▶ [PROBLEM DESCRIPTION]: Return, unchanged, the lines in the rows below, starting at the line containing "Flashcard task. Put a dot on each instance of the hooded" and continuing through the last line of the rows.

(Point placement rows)
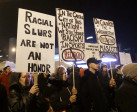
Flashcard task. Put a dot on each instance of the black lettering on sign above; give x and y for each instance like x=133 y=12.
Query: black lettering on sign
x=109 y=49
x=31 y=19
x=32 y=67
x=26 y=26
x=61 y=14
x=28 y=16
x=107 y=40
x=46 y=45
x=34 y=56
x=28 y=43
x=67 y=55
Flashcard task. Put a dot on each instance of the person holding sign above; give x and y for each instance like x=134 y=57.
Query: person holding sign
x=63 y=98
x=126 y=96
x=23 y=97
x=92 y=96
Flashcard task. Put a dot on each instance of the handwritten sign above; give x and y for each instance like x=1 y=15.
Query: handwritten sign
x=35 y=42
x=105 y=35
x=70 y=29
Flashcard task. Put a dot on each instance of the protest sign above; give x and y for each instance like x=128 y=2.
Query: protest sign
x=91 y=50
x=125 y=58
x=70 y=30
x=35 y=42
x=106 y=39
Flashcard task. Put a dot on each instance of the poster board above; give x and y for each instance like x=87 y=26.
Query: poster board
x=91 y=50
x=125 y=58
x=106 y=38
x=70 y=30
x=35 y=42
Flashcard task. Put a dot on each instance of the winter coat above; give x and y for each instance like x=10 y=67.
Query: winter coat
x=3 y=99
x=20 y=100
x=59 y=100
x=92 y=95
x=4 y=79
x=126 y=96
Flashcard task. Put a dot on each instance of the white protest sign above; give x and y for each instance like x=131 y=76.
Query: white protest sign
x=106 y=39
x=35 y=42
x=70 y=30
x=125 y=58
x=91 y=50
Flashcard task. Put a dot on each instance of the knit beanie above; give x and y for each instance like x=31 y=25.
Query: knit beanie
x=130 y=70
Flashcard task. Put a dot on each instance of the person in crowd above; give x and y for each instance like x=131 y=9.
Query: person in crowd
x=108 y=85
x=63 y=98
x=3 y=99
x=4 y=78
x=92 y=96
x=118 y=76
x=126 y=97
x=82 y=72
x=23 y=97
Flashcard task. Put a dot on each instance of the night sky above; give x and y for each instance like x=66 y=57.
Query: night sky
x=122 y=12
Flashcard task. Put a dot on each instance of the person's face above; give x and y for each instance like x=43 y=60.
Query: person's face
x=64 y=75
x=8 y=70
x=104 y=68
x=93 y=66
x=25 y=79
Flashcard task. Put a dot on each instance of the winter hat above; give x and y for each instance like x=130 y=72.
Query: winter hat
x=14 y=78
x=93 y=60
x=130 y=70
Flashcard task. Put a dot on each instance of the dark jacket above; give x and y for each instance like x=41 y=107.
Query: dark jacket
x=126 y=97
x=3 y=99
x=59 y=100
x=92 y=96
x=20 y=100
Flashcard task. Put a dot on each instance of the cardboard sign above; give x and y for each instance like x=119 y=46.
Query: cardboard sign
x=35 y=42
x=125 y=58
x=91 y=50
x=70 y=29
x=106 y=39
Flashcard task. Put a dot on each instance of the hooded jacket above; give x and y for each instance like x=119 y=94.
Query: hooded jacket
x=20 y=100
x=92 y=96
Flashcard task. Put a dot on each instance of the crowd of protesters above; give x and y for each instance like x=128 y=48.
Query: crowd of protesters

▶ [EXPECTED ANSWER]:
Flashcard task. Put a dot on each instance of the hooded jacket above; give x and y for each instance like x=119 y=94.
Query: hooded jacket
x=20 y=100
x=92 y=96
Flashcard task. Put a dot on each instance of the crowd of protesters above; give x and y for each instance like x=128 y=48.
Query: crowd of protesters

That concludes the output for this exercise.